DESCRIPTION OF THE TASK
Please rewrite the data from the line that contains "slope in the photo above." through the end, changing "slope" to "incline" and leaving everything else unchanged.

Data items
--------------------

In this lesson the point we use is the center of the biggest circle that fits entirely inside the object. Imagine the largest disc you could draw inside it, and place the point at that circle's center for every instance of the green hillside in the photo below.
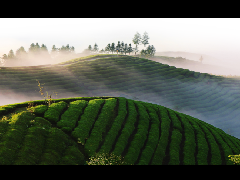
(70, 131)
(213, 99)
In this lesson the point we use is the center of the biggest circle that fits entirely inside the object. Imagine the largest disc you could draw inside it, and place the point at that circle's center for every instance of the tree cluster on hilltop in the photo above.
(123, 48)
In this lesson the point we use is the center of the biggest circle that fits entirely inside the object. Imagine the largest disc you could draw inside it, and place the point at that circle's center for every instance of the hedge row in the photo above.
(127, 129)
(202, 145)
(140, 137)
(81, 132)
(55, 145)
(152, 137)
(215, 152)
(222, 142)
(176, 123)
(54, 111)
(72, 156)
(115, 128)
(163, 141)
(70, 117)
(3, 127)
(176, 139)
(189, 144)
(32, 148)
(12, 140)
(100, 125)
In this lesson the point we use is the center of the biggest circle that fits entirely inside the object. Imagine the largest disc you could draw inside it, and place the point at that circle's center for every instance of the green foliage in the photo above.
(106, 159)
(235, 158)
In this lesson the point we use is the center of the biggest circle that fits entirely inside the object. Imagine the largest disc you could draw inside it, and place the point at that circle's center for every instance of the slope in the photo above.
(72, 130)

--------------------

EXERCISE ANSWER
In this lesson the point we use is the center of the biggest circle that fits entirely inside the object. Imagine the largest disc you could draw inside it, and place the point at that circle's center for every instance of the incline in the photo above.
(72, 130)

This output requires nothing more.